══ TEXT EXCERPT ══

Galileo Galilei, an opera in ten scenes, played without interruption, lasts about 93 minutes. The libretto was prepared by famed director Mary Zimmerman in collaboration with Philip Glass and Arnold Weinstein.
This synopsis is from Glass' webpage. "Drawing from letters of Galileo and his family, and various other documents, this opera retrospectively journeys through Galileo's life. Opening with [the astronomer] as an old, blind man, after the trial and Inquisition for his heresy, it explores his religiosity as well as his break with the church, and expands into the greater oscillating relationship of science to both religion and art, reaching its end with Galileo – as an infant – watching an opera by his father."*
Key to the success of this UNCG production of the opera is the very effective and imaginative unit set designed by Randall McMullen, made all the more dazzling by lighting designer Ken White. Part of the stage projects over about half of the orchestra pit. The back stage has a semicircular unit with open spaces within it and with a broad walkway across its top. Anchored firmly in the center of the effectively circular performing space is a stair that is readily moveable and constantly rotates, allowing the fluid movements of the singers. The active blocking by stage director David Holley keeps the opera, so much derived from documents, from being static. Besides a constant shifting of the lighting, the back of the stage and much of the hall's ceiling are covered with projected lights representing stars. The rich, evocative period costumes, designed by Trent Pcenicni, an experienced theatre hand and currently an undergraduate at UNCG, are excellent.

═══
══ DATA LINES ══

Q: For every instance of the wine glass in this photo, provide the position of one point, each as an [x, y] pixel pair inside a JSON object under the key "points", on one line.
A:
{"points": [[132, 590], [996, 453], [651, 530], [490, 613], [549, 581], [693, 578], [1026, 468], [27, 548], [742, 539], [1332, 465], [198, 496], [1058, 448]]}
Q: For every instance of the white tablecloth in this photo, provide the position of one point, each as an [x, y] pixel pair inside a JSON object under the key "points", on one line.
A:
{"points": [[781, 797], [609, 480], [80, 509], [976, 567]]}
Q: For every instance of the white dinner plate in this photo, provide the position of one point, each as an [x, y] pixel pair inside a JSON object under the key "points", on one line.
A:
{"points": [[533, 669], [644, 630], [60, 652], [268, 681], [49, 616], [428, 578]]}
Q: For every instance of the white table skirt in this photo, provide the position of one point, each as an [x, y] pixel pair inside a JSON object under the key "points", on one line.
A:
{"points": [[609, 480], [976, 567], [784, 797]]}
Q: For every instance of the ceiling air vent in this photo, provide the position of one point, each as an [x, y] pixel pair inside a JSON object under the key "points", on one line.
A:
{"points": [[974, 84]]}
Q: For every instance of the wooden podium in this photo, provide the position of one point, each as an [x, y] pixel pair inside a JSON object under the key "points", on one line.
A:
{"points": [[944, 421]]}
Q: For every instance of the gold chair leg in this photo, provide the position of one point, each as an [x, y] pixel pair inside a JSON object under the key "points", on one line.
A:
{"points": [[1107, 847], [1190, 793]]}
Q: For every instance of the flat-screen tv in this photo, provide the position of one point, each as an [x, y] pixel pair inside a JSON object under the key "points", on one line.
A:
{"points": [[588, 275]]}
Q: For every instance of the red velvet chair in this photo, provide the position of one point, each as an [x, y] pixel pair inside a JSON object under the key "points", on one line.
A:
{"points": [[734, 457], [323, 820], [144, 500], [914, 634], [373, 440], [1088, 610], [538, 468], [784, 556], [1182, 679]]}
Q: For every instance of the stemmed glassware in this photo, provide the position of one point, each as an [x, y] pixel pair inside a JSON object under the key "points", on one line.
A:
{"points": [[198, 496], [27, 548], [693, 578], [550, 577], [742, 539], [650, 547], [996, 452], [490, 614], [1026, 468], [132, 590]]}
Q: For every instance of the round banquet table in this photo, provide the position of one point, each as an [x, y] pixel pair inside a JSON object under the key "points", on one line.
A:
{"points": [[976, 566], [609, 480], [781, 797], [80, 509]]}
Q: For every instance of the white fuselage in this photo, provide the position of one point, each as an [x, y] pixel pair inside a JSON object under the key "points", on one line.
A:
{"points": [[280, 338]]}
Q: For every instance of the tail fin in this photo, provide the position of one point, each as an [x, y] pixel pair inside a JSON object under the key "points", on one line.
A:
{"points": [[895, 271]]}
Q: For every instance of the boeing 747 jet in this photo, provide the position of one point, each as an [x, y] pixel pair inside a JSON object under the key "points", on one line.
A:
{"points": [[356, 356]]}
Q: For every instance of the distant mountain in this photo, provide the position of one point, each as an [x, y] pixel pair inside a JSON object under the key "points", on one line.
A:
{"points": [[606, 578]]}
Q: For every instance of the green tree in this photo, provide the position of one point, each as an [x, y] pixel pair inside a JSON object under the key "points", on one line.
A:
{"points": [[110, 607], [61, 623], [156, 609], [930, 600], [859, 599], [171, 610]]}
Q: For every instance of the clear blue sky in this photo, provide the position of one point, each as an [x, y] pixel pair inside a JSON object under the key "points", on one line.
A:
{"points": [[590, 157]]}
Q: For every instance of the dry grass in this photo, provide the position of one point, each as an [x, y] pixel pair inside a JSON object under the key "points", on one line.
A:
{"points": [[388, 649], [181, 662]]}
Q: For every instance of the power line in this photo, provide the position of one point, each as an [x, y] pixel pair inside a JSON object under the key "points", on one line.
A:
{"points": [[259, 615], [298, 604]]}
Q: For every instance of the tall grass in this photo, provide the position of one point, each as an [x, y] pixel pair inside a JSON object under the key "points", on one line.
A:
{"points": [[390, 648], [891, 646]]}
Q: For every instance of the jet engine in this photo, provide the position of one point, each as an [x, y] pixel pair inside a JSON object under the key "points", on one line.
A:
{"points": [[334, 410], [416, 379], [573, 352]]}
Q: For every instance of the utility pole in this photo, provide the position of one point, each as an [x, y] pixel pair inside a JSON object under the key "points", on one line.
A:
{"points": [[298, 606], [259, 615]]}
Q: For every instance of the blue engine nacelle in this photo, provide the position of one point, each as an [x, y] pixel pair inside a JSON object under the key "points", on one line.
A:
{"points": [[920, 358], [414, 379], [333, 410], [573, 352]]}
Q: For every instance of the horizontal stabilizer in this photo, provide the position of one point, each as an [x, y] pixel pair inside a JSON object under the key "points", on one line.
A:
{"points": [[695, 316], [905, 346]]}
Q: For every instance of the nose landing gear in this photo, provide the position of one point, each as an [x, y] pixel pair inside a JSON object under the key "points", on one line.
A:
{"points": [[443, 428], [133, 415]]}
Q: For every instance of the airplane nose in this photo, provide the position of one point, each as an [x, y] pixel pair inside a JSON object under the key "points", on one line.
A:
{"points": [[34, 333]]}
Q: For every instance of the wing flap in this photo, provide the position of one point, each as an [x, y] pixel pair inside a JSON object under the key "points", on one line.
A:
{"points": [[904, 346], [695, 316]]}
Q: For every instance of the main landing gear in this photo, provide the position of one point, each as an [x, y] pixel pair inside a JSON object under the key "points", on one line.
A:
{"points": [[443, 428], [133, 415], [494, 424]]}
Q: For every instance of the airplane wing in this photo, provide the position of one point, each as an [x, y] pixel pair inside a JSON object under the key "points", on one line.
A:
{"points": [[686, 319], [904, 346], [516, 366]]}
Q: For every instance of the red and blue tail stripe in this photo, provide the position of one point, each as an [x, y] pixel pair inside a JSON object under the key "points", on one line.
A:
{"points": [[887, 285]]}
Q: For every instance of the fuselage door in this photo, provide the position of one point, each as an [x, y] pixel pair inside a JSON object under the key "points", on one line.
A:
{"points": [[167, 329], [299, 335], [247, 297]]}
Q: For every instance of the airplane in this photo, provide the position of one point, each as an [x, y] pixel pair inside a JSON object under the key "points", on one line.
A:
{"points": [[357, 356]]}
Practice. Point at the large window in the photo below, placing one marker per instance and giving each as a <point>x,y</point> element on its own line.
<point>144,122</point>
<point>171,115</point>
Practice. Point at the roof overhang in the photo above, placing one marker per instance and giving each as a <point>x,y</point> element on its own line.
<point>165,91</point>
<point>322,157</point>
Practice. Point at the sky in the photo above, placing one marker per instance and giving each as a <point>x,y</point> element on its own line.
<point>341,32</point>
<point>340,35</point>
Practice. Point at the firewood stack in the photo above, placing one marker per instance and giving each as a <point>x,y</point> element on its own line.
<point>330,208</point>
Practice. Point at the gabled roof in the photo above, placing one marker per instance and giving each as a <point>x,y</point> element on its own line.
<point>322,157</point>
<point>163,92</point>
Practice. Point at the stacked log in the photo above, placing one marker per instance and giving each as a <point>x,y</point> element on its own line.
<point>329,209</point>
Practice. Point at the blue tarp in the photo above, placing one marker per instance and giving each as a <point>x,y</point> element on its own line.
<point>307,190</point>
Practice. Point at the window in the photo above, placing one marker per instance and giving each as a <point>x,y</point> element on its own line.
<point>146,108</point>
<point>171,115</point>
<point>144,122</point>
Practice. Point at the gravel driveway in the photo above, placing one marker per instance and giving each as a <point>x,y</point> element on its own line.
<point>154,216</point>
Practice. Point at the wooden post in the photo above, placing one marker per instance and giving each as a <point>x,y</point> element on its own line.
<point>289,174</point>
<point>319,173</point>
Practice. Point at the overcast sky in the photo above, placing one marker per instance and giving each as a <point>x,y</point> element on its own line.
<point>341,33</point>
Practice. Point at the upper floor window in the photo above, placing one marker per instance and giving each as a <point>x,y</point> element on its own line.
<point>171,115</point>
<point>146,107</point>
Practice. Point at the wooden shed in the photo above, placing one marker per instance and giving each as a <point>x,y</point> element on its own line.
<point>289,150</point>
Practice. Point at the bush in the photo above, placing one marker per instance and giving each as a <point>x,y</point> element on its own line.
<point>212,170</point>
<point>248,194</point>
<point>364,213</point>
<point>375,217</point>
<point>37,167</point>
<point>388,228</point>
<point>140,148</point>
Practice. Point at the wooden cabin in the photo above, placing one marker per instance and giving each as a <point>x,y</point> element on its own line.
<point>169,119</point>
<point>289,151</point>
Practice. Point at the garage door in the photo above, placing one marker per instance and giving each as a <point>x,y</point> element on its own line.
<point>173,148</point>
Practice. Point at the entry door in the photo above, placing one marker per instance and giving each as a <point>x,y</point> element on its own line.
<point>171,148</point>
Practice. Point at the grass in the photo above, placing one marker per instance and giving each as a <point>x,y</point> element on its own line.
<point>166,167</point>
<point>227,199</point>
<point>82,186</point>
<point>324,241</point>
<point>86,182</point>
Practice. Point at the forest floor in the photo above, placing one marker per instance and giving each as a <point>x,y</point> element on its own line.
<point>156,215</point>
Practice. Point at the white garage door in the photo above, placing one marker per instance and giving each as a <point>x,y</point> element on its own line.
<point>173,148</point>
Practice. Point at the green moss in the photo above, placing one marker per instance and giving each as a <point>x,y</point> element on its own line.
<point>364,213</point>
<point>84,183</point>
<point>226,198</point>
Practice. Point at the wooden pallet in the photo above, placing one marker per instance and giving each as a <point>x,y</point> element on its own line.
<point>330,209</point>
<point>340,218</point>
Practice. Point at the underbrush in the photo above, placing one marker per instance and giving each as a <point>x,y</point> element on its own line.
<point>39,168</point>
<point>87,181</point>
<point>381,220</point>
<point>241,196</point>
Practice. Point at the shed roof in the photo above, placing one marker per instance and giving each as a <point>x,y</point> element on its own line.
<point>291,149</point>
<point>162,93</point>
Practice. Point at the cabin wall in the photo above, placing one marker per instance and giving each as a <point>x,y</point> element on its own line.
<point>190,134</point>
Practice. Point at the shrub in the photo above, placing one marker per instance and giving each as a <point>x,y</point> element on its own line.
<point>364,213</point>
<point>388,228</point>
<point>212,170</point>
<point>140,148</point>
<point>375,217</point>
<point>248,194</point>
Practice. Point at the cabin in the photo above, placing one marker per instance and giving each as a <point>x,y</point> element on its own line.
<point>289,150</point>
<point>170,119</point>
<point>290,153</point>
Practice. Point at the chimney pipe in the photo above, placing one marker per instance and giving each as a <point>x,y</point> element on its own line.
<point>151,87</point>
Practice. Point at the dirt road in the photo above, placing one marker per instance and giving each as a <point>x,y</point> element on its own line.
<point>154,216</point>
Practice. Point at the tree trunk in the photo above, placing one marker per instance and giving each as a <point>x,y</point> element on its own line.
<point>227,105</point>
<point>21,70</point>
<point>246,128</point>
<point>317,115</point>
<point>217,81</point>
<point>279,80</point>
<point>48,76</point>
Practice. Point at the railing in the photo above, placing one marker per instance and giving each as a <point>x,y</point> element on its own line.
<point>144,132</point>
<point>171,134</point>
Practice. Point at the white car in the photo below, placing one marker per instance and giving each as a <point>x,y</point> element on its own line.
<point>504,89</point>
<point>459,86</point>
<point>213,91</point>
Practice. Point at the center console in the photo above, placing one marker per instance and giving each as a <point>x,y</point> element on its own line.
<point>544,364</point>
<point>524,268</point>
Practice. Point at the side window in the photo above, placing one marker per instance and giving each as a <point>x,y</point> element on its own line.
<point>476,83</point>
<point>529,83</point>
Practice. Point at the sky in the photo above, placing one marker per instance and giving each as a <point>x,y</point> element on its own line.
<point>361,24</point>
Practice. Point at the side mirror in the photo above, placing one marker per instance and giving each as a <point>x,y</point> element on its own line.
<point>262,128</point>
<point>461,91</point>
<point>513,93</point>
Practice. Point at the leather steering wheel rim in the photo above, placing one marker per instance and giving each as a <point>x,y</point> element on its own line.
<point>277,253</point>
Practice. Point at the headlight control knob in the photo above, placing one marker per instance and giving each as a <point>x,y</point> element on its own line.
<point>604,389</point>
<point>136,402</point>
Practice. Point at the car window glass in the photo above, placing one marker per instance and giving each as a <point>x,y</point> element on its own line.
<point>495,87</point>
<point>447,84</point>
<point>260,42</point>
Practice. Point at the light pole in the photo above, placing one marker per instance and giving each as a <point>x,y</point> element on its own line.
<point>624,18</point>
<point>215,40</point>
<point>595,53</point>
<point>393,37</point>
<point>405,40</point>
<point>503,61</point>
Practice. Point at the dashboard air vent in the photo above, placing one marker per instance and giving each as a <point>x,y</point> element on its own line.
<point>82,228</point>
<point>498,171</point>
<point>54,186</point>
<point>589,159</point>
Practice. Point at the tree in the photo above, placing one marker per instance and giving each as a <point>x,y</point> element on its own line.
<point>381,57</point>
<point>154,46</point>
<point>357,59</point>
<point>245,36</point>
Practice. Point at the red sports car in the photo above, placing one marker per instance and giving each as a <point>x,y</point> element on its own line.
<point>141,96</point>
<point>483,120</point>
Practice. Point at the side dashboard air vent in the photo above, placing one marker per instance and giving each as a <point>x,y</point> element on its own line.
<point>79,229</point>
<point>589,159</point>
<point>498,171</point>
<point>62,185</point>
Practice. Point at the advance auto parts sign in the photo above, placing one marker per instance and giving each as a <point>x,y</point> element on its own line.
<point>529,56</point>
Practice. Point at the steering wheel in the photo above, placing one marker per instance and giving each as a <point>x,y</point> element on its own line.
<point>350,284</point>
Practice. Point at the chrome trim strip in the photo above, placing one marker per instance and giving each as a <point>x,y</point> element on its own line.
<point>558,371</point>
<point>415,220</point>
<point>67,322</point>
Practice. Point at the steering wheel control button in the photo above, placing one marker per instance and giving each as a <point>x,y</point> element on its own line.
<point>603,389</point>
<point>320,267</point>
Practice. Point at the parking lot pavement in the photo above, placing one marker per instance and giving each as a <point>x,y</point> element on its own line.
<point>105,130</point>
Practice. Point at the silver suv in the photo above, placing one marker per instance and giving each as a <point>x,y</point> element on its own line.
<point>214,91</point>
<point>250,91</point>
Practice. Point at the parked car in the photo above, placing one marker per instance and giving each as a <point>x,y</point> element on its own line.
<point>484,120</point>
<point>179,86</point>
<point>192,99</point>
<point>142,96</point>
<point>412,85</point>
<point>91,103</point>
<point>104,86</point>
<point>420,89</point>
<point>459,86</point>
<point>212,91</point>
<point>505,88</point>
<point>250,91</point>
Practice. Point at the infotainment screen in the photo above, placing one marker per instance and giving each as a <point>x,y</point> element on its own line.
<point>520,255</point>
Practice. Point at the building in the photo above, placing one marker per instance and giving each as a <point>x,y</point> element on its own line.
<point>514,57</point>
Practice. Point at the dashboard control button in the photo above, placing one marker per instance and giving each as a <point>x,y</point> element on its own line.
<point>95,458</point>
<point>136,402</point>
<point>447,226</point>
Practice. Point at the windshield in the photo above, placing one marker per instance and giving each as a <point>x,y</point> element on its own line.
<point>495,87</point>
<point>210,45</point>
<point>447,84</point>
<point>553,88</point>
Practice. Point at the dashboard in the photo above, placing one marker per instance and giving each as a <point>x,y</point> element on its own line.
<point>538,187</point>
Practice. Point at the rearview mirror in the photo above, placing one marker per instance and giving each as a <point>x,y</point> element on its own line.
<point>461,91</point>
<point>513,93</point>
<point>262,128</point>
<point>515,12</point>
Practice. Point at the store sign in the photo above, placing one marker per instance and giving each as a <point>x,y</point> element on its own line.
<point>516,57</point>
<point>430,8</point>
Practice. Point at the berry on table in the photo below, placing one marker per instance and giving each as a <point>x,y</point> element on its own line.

═══

## INSTRUCTION A
Answer these questions from the opera review.
(i) About how long does Galileo Galilei last?
(ii) According to the synopsis, in what condition is Galileo when the opera opens?
(iii) Who designed the period costumes for the UNCG production?
## INSTRUCTION B
In the records, rename "entry door" as "front door" in the lines from the one holding "Practice. Point at the wooden cabin" through the one holding "<point>171,148</point>", inclusive. Give back only those lines, with nothing else changed.

## FINAL RESULT A
(i) About 93 minutes.
(ii) He is an old, blind man, after the trial and Inquisition for his heresy.
(iii) Trent Pcenicni.

## FINAL RESULT B
Practice. Point at the wooden cabin in the photo above, placing one marker per instance and giving each as a <point>x,y</point> element on its own line.
<point>169,119</point>
<point>289,151</point>
Practice. Point at the garage door in the photo above, placing one marker per instance and giving each as a <point>x,y</point> element on its own line.
<point>173,148</point>
Practice. Point at the front door in the photo above, placing one marker per instance and giving each as a <point>x,y</point> element on its own line.
<point>171,148</point>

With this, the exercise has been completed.